- _ESTRATTO_:

• • • • •

LA PRESENZA DEI CLAN – Nei primi otto mesi dall’entrata in vigore della legge sono stati contestati 947 ecoreati, con 1.185 denunce dalle forze dell’ordine e dalle Capitanerie di porto e il sequestro di 229 beni per un valore di 24 milioni di euro. Sono 118 i casi di inquinamento e 30 le contestazioni del nuovo delitto di disastro ambientale. Nonostante il calo complessivo dei reati, ne cresce l’incidenza in Calabria, Campania, Puglia e Sicilia. Se ne sono contati 13.388, il 48,3% sul totale nazionale, mentre nel 2014 l’incidenza era del 44,6%. E soprattutto in queste aree che si registrano anche ritorsioni da parte della criminalità organizzata ai danni degli amministratori che si impegnano contro i reati ambientali. L’Osservatorio nazionale ambiente e legalità di Legambiente ha censito in Italia dal 1994 ad oggi 326 clan, con un volume di affari pari a 19,1 miliardi di euro solo del 2015 con un calo di quasi 3 miliardi rispetto all’anno precedente (22 miliardi) “dovuto principalmente – spiega Legambiente – alla netta contrazione degli investimenti a rischio nelle quattro regioni a tradizionale presenza mafiosa, che hanno visto nell’ultimo anno prosciugare la spesa per opere pubbliche e per la gestione dei rifiuti urbani sotto la soglia dei 7 miliardi, a fronte dei 13 dell’anno precedente”.

LA CAMPANIA TORNA MAGLIA NERA – Mentre l’anno scorso il rapporto metteva in evidenza il calo dei reati in Campania e un aumento degli illeciti in Puglia (maglia nera con il 15,4% dei reati accertati in Italia), nel 2015 la Campania (con 4.277 reati, più del 15% sul dato complessivo nazionale), è la regione con il maggior numero di illeciti ambientali seguita da Sicilia (4.001), Calabria (2.673), Puglia (2.437) e Lazio (2.431). “L’anno scorso – ha commentato Ciafano – si sono visti i risultati di una forte azione di contrasto e di controlli serrati della terra dei fuochi, mentre quest’anno anche la classifica delle province italiane rispecchia la nuova situazione, con Napoli e Salerno ai primi posti tra quelle con il maggior numero di reati, seguiti da Roma”. Anche su base provinciale i dati confermano il primato non lusinghiero della Campania: le province di Napoli e Salerno sono tra le due più colpite, rispettivamente con 1.579 e 1.303 reati, seguite da Roma (1.161), Catania (1.027) e Sassari (861).

• • • • •

- _DATI FORNITI_:

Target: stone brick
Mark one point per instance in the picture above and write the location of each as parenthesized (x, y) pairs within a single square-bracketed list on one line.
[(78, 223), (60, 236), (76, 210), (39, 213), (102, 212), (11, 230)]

• • • • •

- _COMPITI_:
(a) Per favore, rispondi alle seguenti domande basandoti sull'estratto.
(i) Quanti ecoreati sono stati contestati nei primi otto mesi dall'entrata in vigore della legge?
(ii) Quanti clan ha censito in Italia l'Osservatorio nazionale ambiente e legalità di Legambiente dal 1994 ad oggi?
(iii) Quanti reati si contano nella provincia di Salerno?
(b) Elenca tutte le province nominate nell'estratto e indica accanto a ciascuna il numero di reati riportato.
(c) Le affermazioni seguenti concordano con l'estratto? Rispondi sì o no per ciascuna e riporta le parole dell'estratto che lo stabiliscono.
(i) Nel 2015 la Sicilia ha registrato più illeciti ambientali della Calabria.
(ii) Nel 2015 il volume di affari dei clan è aumentato rispetto all'anno precedente.
(iii) Nel 2014 l'incidenza dei reati in Calabria, Campania, Puglia e Sicilia era del 44,6%.

- _RISPOSTE COMPLETE_:
(a)
(i) 947.
(ii) 326.
(iii) 1.303.

(b)
Napoli: 1.579
Salerno: 1.303
Roma: 1.161
Catania: 1.027
Sassari: 861

(c)
(i) Sì: "seguita da Sicilia (4.001), Calabria (2.673)".
(ii) No: "19,1 miliardi di euro solo del 2015 con un calo di quasi 3 miliardi rispetto all’anno precedente (22 miliardi)".
(iii) Sì: "mentre nel 2014 l’incidenza era del 44,6%".